Work to be completed:
Please count the lines in the listing below that contain the word "Locate" and reply with only that number.

Source data
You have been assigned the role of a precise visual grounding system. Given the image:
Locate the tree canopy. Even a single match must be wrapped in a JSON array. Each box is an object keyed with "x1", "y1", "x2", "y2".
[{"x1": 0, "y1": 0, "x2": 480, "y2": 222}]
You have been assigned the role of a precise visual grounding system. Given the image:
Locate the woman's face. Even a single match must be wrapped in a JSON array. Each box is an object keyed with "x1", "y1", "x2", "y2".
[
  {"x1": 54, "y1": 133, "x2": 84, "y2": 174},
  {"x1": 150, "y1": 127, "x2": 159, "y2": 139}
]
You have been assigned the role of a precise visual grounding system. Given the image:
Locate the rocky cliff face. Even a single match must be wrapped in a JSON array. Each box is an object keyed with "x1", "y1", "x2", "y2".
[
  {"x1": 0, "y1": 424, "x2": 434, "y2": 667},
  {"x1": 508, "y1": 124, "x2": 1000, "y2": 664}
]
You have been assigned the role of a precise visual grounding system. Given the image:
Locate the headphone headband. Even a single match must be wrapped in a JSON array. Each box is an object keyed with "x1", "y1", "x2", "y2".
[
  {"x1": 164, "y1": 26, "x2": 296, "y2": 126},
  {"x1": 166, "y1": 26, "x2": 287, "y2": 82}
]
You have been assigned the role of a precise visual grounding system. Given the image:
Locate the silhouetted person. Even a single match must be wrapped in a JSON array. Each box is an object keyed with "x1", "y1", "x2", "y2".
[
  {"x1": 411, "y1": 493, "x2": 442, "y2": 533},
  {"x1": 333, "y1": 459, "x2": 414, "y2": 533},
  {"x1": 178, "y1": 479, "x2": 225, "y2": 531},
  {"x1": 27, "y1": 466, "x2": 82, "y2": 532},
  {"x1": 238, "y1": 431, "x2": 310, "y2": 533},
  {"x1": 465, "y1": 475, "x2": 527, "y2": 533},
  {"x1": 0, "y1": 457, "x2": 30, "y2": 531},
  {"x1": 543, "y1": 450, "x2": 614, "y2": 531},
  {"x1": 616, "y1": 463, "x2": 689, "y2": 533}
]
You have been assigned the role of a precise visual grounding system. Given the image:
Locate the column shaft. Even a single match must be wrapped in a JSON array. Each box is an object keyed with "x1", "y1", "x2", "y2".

Result:
6